* [TEXT EXCERPT]:
Segment Open

# new tank, need help keeping fish alive. Has been cycled...



## akhall14

Hi,
We have a 10 gallon freshwater tank. After many dead little fishies, we now have a male red platy and a male black molly living and thriving for over 2 weeks now. We have had our water checked many times and have been told it has now cycled and our amonia levels are at 0. We went to the pet store today and purchased 3 zebra danios and 3 tetras and they all died within a few hours? What are we doing wrong? The water is at 78 degrees and we have even added the aquarium salt to help reduce their stress.


----------



## bettababy

I can see 2 issues... tetras are sensitive to salt (you don't say how much you added?) and adding 6 fish at once bringing your total to 8 fish, which maxes out that size of an aquarium. Adding that much waste at once is going to upset water chemistry. 
Try keeping it to adding 1 - 2 fish at a time and keep check on how big each fish is going to get. The general rule on stocking smaller fish is 1 inch of adult fish per gallon. Platys can reach 2 - 3 inches, mollys anywhere from 3 - 6 inches depending on if they are sailfin or not. Zebra danios allow 1.5 - 2 inches, and tetras vary depending on species.

Allow 2 - 3 weeks between each addition.

Can you tell me how you acclimated the new fish? That also may have something to do with your losses.


----------



## Bigguy71

*New Fish*



akhall14 said:


> Hi,
> We have a 10 gallon freshwater tank. After many dead little fishies, we now have a male red platy and a male black molly living and thriving for over 2 weeks now. We have had our water checked many times and have been told it has now cycled and our amonia levels are at 0. We went to the pet store today and purchased 3 zebra danios and 3 tetras and they all died within a few hours? What are we doing wrong? The water is at 78 degrees and we have even added the aquarium salt to help reduce their stress.


 Adding to many fish at once is not a good thing, also , did you acclimate them before releasing the new one's? If not, next time first rinse the bag they came in under the tap with like temperature water then add some of your tank water to the bag (not to much, depending on the bag size about 5-6 table spoons full) then place the open bag partialy submerged in the tank keeping the opened end out of the water for about 2 hrs repeatedly adding some tank water about every half hour. This will let the fish adapt to the water in your tank because even pet stores dont always have proper water conditions.

Segment Closed

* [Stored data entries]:
Segment Open

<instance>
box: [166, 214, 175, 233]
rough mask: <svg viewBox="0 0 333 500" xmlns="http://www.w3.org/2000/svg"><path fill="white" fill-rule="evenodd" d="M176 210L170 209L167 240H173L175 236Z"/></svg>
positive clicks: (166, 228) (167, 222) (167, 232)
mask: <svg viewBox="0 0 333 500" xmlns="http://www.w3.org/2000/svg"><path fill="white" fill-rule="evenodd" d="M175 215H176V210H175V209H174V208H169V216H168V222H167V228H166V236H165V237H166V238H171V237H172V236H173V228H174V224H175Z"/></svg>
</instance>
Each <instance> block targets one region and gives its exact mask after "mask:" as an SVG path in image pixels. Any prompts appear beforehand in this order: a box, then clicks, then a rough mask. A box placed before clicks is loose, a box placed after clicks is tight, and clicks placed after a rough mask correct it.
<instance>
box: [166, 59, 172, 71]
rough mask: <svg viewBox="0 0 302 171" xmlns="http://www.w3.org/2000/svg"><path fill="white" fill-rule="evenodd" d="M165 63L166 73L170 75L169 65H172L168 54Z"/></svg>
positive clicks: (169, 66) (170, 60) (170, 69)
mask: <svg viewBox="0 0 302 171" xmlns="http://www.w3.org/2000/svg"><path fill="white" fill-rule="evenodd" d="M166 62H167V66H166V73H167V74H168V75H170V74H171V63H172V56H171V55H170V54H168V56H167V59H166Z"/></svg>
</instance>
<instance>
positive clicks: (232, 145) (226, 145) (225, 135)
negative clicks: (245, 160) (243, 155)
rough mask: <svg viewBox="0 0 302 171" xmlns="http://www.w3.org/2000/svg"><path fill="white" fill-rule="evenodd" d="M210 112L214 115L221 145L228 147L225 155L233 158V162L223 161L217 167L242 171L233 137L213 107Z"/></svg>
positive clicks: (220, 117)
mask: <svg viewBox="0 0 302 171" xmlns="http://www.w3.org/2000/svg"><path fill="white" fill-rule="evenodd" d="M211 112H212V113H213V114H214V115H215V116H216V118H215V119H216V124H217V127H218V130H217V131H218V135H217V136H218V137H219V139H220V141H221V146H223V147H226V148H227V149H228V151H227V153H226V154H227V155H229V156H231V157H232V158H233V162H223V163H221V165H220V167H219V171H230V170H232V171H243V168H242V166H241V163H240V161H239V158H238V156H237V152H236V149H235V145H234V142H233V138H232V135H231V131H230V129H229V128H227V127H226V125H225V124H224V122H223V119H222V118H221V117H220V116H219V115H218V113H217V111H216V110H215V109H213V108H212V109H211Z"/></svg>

Segment Closed

* [PROBLEM SET]:
- 1) In the forum thread about the new fish tank, what general rule does the text give for stocking smaller fish?
- 2) Transcribe the listing word for word, starting at its first line and stopping after the line that contains "positive clicks: (166, 228)", including both of those lines.

* [OUTPUTS FOR THE TASKS]:
- 1) One inch of adult fish per gallon.

- 2)
<instance>
box: [166, 214, 175, 233]
rough mask: <svg viewBox="0 0 333 500" xmlns="http://www.w3.org/2000/svg"><path fill="white" fill-rule="evenodd" d="M176 210L170 209L167 240H173L175 236Z"/></svg>
positive clicks: (166, 228) (167, 222) (167, 232)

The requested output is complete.